**What you need to do**
Write out again only the lines that run from the start of the entries to the line containing "If you could pin the concrete wall", both included.

(Natural language region descriptions)
[Start of section]

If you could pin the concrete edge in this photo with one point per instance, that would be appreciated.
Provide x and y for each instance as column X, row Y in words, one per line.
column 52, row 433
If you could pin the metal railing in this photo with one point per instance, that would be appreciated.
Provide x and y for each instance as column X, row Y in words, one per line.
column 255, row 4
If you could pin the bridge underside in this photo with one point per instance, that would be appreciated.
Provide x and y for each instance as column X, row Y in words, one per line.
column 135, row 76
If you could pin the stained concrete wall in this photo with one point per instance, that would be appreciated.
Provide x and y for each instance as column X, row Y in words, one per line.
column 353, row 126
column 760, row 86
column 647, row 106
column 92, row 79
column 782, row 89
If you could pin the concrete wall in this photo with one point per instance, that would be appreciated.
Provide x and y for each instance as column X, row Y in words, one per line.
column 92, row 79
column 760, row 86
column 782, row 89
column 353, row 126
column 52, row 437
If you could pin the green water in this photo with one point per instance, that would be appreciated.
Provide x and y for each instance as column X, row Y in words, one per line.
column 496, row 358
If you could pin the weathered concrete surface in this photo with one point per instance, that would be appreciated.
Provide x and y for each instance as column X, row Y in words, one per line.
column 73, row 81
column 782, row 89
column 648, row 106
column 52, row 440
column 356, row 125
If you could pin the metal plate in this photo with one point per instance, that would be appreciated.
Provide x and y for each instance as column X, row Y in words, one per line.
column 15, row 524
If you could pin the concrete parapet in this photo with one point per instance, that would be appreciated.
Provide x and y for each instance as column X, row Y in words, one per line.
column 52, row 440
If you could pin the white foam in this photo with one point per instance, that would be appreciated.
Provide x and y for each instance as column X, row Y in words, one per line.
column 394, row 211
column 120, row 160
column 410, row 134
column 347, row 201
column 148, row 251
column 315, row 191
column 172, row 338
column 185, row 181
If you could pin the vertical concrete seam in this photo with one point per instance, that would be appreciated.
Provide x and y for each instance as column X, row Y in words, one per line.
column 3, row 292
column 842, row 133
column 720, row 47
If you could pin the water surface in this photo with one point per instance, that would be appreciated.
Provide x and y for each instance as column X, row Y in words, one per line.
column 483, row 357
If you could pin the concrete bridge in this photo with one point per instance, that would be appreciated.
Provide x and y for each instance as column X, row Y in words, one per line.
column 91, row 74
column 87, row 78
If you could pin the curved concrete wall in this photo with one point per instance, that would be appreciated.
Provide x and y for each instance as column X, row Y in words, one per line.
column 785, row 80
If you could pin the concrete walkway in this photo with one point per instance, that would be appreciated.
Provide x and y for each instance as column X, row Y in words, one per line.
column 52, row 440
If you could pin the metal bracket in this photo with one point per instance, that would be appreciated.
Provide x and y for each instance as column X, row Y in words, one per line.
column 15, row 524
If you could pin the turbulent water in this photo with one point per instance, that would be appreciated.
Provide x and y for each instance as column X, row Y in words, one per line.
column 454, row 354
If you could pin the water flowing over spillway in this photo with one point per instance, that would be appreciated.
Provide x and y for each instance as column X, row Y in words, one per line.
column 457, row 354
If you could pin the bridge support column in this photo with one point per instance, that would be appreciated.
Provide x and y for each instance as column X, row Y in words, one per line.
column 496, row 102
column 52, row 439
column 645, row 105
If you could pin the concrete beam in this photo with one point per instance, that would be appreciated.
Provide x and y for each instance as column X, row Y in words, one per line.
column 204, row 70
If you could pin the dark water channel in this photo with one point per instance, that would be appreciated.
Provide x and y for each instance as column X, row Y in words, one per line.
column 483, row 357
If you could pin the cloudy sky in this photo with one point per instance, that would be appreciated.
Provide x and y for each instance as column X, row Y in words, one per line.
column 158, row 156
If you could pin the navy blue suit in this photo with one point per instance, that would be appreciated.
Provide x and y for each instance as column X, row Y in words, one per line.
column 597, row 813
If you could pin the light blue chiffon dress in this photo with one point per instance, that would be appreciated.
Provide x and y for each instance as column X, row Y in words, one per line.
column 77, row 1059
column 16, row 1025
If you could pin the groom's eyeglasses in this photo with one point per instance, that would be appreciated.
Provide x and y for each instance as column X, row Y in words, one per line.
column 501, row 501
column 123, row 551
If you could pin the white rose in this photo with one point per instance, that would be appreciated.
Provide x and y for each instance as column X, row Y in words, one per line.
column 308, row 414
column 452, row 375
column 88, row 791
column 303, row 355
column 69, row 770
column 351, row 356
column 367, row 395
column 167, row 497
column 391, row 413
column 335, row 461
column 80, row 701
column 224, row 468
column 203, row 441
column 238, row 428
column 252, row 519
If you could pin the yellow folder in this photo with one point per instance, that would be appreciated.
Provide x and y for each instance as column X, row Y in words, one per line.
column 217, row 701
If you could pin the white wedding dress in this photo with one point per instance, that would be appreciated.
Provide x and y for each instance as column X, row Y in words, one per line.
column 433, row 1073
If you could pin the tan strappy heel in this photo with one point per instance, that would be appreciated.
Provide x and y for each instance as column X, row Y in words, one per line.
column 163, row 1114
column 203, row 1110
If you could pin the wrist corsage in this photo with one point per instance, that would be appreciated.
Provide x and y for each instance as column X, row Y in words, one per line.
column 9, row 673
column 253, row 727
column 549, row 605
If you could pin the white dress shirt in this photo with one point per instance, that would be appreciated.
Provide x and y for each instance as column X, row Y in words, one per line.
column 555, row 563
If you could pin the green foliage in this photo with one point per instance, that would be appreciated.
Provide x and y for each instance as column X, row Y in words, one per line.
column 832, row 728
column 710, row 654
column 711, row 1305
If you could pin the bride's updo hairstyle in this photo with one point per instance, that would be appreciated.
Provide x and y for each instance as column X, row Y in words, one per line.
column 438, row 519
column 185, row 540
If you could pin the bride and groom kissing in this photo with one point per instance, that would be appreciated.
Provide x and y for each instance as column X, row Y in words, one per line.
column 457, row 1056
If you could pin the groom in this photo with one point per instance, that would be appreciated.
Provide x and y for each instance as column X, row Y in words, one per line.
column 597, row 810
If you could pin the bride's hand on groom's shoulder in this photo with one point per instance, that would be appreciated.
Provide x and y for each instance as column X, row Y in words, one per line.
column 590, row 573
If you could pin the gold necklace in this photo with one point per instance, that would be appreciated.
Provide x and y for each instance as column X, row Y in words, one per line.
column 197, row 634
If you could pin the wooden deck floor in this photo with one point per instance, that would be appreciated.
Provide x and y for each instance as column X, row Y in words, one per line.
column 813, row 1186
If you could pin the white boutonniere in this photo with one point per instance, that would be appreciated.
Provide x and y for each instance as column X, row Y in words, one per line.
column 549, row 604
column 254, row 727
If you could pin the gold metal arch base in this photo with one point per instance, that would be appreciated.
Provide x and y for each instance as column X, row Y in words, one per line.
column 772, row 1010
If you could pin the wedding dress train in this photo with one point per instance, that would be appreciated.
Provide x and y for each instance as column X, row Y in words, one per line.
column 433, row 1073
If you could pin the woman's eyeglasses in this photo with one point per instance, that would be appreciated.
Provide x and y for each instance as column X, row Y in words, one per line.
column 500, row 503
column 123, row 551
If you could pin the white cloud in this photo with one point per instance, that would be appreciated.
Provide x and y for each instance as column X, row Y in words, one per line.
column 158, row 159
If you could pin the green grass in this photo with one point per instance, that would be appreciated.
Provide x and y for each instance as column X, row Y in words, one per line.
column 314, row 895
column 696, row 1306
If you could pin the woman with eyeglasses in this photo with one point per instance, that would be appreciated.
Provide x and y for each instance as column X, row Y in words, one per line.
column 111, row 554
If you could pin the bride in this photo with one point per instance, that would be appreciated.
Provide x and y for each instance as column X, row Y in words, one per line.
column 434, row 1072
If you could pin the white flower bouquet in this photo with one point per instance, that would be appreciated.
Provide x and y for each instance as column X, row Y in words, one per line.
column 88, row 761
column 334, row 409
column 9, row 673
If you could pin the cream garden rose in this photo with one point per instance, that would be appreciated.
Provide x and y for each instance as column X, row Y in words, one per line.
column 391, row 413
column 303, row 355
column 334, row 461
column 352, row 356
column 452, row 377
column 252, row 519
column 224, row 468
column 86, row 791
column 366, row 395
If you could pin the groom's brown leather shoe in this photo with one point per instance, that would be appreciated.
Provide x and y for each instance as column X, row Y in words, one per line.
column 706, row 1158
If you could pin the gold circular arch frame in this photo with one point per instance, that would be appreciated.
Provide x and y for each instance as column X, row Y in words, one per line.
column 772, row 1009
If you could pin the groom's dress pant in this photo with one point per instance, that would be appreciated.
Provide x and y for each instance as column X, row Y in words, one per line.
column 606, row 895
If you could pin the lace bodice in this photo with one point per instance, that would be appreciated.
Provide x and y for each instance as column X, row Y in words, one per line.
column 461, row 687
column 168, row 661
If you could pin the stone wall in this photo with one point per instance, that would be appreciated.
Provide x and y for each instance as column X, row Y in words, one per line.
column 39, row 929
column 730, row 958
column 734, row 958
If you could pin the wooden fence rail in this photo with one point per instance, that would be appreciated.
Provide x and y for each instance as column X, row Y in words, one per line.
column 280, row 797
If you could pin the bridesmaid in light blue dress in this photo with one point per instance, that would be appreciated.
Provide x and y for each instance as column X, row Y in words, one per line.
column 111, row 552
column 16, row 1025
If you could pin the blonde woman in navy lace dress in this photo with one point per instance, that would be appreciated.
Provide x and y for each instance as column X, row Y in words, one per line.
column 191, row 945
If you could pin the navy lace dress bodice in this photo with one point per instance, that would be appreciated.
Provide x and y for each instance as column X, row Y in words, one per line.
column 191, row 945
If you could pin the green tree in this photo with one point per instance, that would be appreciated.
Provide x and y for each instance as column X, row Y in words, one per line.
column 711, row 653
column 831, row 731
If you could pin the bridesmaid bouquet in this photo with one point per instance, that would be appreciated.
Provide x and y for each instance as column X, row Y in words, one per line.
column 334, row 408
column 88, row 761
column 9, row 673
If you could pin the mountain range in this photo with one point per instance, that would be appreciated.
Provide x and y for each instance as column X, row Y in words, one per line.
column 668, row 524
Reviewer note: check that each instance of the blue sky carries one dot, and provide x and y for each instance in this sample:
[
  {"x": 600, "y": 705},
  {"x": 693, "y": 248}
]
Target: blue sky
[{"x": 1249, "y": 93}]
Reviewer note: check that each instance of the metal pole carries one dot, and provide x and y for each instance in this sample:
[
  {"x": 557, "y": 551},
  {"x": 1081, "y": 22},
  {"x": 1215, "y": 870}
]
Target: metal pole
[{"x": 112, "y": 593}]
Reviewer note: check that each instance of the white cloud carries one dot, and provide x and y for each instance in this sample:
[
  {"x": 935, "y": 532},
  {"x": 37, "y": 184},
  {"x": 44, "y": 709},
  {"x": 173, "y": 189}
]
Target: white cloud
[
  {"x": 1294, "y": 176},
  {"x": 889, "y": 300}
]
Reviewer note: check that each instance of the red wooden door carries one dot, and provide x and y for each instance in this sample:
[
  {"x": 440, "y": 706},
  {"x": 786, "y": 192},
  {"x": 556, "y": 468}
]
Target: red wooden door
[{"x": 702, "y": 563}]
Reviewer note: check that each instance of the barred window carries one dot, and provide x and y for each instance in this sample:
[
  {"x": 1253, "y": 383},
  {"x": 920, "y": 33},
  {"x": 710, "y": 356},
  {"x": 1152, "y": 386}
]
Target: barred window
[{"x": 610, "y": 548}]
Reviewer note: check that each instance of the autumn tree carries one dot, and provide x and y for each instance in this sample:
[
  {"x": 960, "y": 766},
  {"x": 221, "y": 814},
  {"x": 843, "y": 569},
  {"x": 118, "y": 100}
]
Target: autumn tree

[End of section]

**Answer box**
If you could pin the concrete edge in this photo with one point per instance, that would be appreciated.
Provide x and y for each instance as column X, row Y in words, one per line.
column 52, row 433
If you could pin the metal railing in this photo with one point per instance, that would be appreciated.
Provide x and y for each instance as column X, row Y in words, one per line.
column 255, row 4
If you could pin the bridge underside in this photo with one point per instance, that would be appreciated.
Provide x and y for each instance as column X, row Y in words, one per line.
column 135, row 76
If you could pin the stained concrete wall in this photo with one point per instance, that would be appreciated.
Provide x and y for each instance as column X, row Y in words, one per line.
column 353, row 126
column 760, row 86
column 647, row 106
column 92, row 79
column 782, row 89
If you could pin the concrete wall in this photo with one point per instance, that would be appreciated.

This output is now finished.